Consigne 1:
D'après l'article sur Gustavo Petro, combien de frappes militaires ont visé des navires au large des côtes vénézuéliennes depuis le 2 septembre ?
Consigne 2:
Poursuivez l'article sur Gustavo Petro à partir de sa dernière phrase.

Extrait du document:
Palestine — Colombie. Gustavo Petro défie Washington et Tel-Aviv

Affichant sa solidarité avec Gaza lors d’une marche à New York, le président colombien a vu son visa révoqué. Dénonçant les exécutions extrajudiciaires au Venezuela menées par les États-Unis sous le prétexte de lutter contre le narcotrafic, il essuie des menaces de sanctions économiques. Et s’inscrit dans la continuité des luttes anti-impérialistes.


Deux hommes, l'un en costume et l'autre en tenue traditionnelle, signent un livre ensemble.
New York, 26 septembre 2025. Rencontre entre le président colombien Gustavo Petro (à gauche) et le secrétaire général de l’Organisation des Nations unies (ONU) António Guterres (à droite).
Présidence colombienne / Facebook

«  Gustavo Petro est un baron de la drogue qui encourage la production de stupéfiants en Colombie  », a déclaré le président étatsunien Donald Trump sur son réseau Truth Social le 19 octobre. Un mois plus tôt, il avait déjà qualifié le président vénézuélien Nicolás Maduro de «  narcotrafiquant  », justifiant ainsi le déploiement de navires étatsuniens dans les Caraïbes. Depuis le 2 septembre, sept frappes militaires, sans preuve ni mandat, ont été menées sur des navires au large des côtes vénézuéliennes, faisant une trentaine de morts. Le 15 octobre, il annonçait avoir autorisé la CIA à opérer sur le territoire vénézuélien.

Matériel fourni:
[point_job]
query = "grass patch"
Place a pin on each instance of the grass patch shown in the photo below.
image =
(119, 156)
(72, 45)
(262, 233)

Réponse attendue 1:
Sept frappes militaires.

Réponse attendue 2:
Autant d’actes qui illustrent la montée des tensions entre Washington et les gouvernements de gauche d’Amérique du Sud. Celui de Gustavo Petro, figure anti-impérialiste et critique des ingérences étatsuniennes dans la région, est dans le viseur. D’autant que celui-ci s’illustre aussi en pourfendeur coriace de la guerre menée à Gaza par Israël, soutenue par les États-Unis. Et le fait savoir jusque sur le sol étatsunien : le 26 septembre, le président colombien marche en soutien à Gaza dans les rues de Manhattan, à New York. Mégaphone à la main, drapé d’un keffieh et accompagné du chanteur britannique Roger Waters, il salue la foule en arabe, scande des slogans pour la Palestine et déclare qu’il prendra lui-même les armes si nécessaire. Il a ensuite exhorté les soldats étatsuniens à « obéir à l’humanité plutôt qu’à Trump ».

«  Je n’ai pas besoin d’un visa américain  »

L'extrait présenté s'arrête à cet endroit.